### EXERCISE
Give the records below again, exactly as they appear.

### DATASET RECORDS
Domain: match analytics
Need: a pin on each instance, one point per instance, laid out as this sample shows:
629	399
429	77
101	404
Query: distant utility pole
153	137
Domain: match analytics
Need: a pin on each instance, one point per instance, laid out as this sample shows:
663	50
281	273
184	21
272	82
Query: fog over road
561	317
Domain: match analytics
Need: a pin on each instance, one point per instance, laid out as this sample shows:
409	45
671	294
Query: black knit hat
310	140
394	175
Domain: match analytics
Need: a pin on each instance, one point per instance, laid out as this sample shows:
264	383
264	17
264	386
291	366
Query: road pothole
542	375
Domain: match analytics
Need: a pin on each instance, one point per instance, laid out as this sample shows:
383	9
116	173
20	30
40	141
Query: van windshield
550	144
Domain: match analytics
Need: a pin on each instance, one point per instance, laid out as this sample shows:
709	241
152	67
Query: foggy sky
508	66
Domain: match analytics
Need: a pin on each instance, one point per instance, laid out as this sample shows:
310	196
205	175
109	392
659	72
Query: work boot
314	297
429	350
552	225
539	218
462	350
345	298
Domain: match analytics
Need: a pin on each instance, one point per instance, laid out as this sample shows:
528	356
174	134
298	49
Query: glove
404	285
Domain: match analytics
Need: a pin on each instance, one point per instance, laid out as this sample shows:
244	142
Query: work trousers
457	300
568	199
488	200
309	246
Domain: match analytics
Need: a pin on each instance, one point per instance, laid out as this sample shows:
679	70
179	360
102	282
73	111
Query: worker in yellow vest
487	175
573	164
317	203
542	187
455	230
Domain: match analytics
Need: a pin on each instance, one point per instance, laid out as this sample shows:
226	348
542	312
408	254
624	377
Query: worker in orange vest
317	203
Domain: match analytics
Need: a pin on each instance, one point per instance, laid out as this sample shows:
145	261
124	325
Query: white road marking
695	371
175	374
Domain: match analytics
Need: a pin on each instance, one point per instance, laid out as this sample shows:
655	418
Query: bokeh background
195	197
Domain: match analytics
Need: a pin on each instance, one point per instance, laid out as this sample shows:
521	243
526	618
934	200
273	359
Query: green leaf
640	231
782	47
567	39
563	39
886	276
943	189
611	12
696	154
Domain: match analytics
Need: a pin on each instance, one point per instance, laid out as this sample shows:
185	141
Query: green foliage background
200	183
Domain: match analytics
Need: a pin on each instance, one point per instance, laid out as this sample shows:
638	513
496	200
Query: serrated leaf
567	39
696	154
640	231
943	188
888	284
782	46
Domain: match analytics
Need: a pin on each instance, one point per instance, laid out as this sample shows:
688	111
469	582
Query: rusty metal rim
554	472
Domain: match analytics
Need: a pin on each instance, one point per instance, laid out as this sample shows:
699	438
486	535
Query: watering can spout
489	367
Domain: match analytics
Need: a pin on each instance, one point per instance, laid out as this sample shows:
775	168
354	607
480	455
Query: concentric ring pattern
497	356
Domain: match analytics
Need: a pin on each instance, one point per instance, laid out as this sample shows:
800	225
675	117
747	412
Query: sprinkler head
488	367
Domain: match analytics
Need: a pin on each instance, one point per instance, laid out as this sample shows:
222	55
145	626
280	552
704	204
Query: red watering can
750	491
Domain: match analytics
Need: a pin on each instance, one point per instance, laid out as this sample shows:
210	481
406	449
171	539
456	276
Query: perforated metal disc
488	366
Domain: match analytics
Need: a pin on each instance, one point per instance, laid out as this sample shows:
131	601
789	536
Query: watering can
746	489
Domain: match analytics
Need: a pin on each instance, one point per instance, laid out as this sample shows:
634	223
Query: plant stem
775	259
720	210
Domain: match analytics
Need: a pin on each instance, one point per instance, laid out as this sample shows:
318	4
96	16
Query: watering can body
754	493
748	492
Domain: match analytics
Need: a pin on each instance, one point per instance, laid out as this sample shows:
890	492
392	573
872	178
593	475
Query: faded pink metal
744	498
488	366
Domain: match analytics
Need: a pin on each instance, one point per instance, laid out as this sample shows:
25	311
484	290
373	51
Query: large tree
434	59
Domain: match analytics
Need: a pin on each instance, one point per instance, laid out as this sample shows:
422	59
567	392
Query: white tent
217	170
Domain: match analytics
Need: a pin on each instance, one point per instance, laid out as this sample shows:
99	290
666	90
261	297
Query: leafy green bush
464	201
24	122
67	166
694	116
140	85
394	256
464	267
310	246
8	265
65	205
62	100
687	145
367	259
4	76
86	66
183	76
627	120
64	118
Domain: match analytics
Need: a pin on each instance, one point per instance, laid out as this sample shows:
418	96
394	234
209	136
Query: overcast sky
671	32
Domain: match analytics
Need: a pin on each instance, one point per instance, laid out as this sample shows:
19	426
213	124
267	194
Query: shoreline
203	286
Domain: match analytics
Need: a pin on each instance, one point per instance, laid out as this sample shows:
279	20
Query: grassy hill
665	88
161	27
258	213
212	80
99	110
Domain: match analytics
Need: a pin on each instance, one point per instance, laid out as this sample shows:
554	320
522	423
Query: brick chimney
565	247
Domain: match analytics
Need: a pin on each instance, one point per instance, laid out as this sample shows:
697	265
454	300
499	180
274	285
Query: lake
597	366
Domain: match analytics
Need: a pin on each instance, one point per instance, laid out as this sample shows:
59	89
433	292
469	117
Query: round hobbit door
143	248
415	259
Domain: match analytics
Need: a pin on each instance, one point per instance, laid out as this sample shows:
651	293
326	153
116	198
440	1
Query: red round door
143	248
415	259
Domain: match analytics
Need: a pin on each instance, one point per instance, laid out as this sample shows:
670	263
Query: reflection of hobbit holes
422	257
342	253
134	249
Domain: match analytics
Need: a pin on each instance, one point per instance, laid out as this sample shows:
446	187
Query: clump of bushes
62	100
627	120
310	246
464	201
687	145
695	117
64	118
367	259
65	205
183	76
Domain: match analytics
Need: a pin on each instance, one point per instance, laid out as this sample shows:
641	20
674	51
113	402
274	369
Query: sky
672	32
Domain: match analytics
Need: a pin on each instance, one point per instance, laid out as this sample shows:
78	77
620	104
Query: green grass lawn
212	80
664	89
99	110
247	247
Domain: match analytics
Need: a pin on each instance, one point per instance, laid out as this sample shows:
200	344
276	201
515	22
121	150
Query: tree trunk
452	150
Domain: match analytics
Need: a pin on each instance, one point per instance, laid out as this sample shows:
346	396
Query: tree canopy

### ANSWER TO THIS TASK
Domain: match analytics
Need: a pin on each instance, one point per instance, laid out as this sample shows:
629	399
429	77
101	404
Query: distant utility pole
153	137
Domain: match analytics
Need: a pin on each instance, one point per instance, laid out as this sample shows:
663	50
281	273
184	21
272	82
Query: fog over road
561	317
Domain: match analytics
Need: a pin on each instance, one point per instance, laid out as this sample shows:
409	45
671	294
Query: black knit hat
310	140
394	175
Domain: match analytics
Need: a pin on each instance, one point per instance, laid out as this sample shows:
264	383
264	17
264	386
291	366
Query: road pothole
542	375
Domain: match analytics
Need: a pin on each instance, one point per instance, laid out as this sample shows:
383	9
116	173
20	30
40	141
Query: van windshield
550	144
Domain: match analytics
Need: a pin on each instance, one point per instance, laid out as this sample shows:
709	241
152	67
Query: foggy sky
508	66
Domain: match analytics
Need: a pin on each instance, one point per instance, laid out as this sample shows:
310	196
205	175
109	392
659	72
Query: work boot
314	297
429	350
552	225
539	218
462	350
345	298
Domain: match analytics
Need: a pin on each instance, one point per instance, laid out as this sample shows:
528	356
174	134
298	49
Query: glove
404	285
Domain: match analytics
Need: a pin on each instance, one point per instance, laid out as this sample shows:
244	142
Query: work trousers
457	300
568	199
488	200
309	246
Domain: match analytics
Need: a pin on each instance, one point per instance, laid out as this sample shows:
679	70
179	360
102	282
73	111
Query: worker in yellow vest
487	175
573	164
317	203
542	187
455	230
Domain: match analytics
Need: a pin on each instance, one point per instance, laid out as this sample shows:
226	348
542	312
408	254
624	377
Query: worker in orange vest
317	203
Domain: match analytics
Need: a pin on each instance, one point per instance, laid out as this sample shows:
145	261
124	325
Query: white road marking
695	371
175	374
Domain: match analytics
Need: a pin on each instance, one point per instance, laid out as this sample shows:
655	418
Query: bokeh background
195	197
Domain: match analytics
Need: a pin on each instance, one point per instance, laid out as this sample shows:
521	243
526	618
934	200
273	359
Query: green leaf
640	231
782	47
567	39
563	39
886	276
943	189
611	12
696	154
Domain: match analytics
Need: a pin on each instance, one point per instance, laid out as this sample shows:
185	141
Query: green foliage background
200	183
Domain: match analytics
Need: a pin on each instance, one point per instance, laid out as this sample shows:
638	513
496	200
Query: serrated leaf
567	39
696	154
640	231
943	188
888	284
782	46
Domain: match analytics
Need: a pin on each instance, one point per instance, laid out as this sample shows:
688	111
469	582
Query: rusty metal rim
554	472
Domain: match analytics
Need: a pin on each instance, one point per instance, laid out as this sample shows:
699	438
486	535
Query: watering can spout
489	367
Domain: match analytics
Need: a pin on each instance, one point per instance, laid out as this sample shows:
775	168
354	607
480	455
Query: concentric ring pattern
497	356
Domain: match analytics
Need: a pin on each instance, one point per instance, laid out as this sample shows:
800	225
675	117
747	412
Query: sprinkler head
488	367
Domain: match analytics
Need: a pin on each instance, one point per instance, laid out as this sample shows:
222	55
145	626
280	552
704	204
Query: red watering can
750	491
Domain: match analytics
Need: a pin on each instance, one point per instance, laid out as this sample shows:
210	481
406	449
171	539
456	276
Query: perforated metal disc
488	366
Domain: match analytics
Need: a pin on each instance, one point per instance, laid out as this sample shows:
131	601
789	536
Query: watering can
746	489
Domain: match analytics
Need: a pin on each instance, one point per instance, laid out as this sample shows:
634	223
Query: plant stem
775	259
720	210
Domain: match analytics
Need: a pin on each instance, one point per instance, laid out as this sample shows:
318	4
96	16
Query: watering can body
754	493
748	492
Domain: match analytics
Need: a pin on each instance, one point per instance, laid out as this sample shows:
890	492
392	573
872	178
593	475
Query: faded pink metal
744	498
488	366
Domain: match analytics
Need: a pin on each instance, one point per instance, laid out as this sample shows:
25	311
484	290
373	51
Query: large tree
434	59
Domain: match analytics
Need: a pin on each instance, one point per instance, laid out as this sample shows:
422	59
567	392
Query: white tent
217	170
Domain: match analytics
Need: a pin on each instance, one point per instance, laid out as this sample shows:
99	290
666	90
261	297
Query: leafy green bush
464	201
24	122
67	166
694	116
140	85
394	256
464	267
310	246
8	265
65	205
62	100
687	145
367	259
4	76
86	66
183	76
627	120
64	118
Domain: match analytics
Need: a pin on each instance, one point per instance, laid out as this sample shows:
418	96
394	234
209	136
Query: overcast sky
671	32
Domain: match analytics
Need: a pin on each instance, one point per instance, laid out as this sample shows:
19	426
213	124
267	194
Query: shoreline
203	286
Domain: match analytics
Need: a pin on each instance, one point per instance, laid out as this sample shows:
279	20
Query: grassy hill
665	88
161	27
258	213
212	80
99	110
Domain: match analytics
Need: a pin on each instance, one point per instance, laid out as this sample shows:
554	320
522	423
Query: brick chimney
565	247
Domain: match analytics
Need: a pin on each instance, one point per instance, laid out as this sample shows:
697	265
454	300
499	180
274	285
Query: lake
597	366
Domain: match analytics
Need: a pin on each instance, one point per instance, laid out as this sample shows:
59	89
433	292
469	117
Query: round hobbit door
143	248
415	259
Domain: match analytics
Need: a pin on each instance, one point per instance, laid out as this sample shows:
651	293
326	153
116	198
440	1
Query: red round door
143	248
415	259
Domain: match analytics
Need: a pin on each instance, one point per instance, laid out as this sample shows:
670	263
Query: reflection of hobbit holes
422	257
342	253
134	249
Domain: match analytics
Need: a pin on each instance, one point per instance, laid out as this sample shows:
446	187
Query: clump of bushes
62	100
627	120
310	246
464	201
687	145
695	117
64	118
367	259
65	205
183	76
Domain: match analytics
Need: a pin on each instance, one point per instance, laid out as this sample shows:
641	20
674	51
113	402
274	369
Query: sky
672	32
Domain: match analytics
Need: a pin on each instance, one point per instance, laid out as this sample shows:
78	77
620	104
Query: green grass lawn
212	80
664	89
99	110
247	247
Domain: match analytics
Need: a pin on each instance, one point per instance, laid out as this sample shows:
200	344
276	201
515	22
121	150
Query: tree trunk
452	150
Domain: match analytics
Need: a pin on each instance, one point per instance, laid out as this sample shows:
346	396
Query: tree canopy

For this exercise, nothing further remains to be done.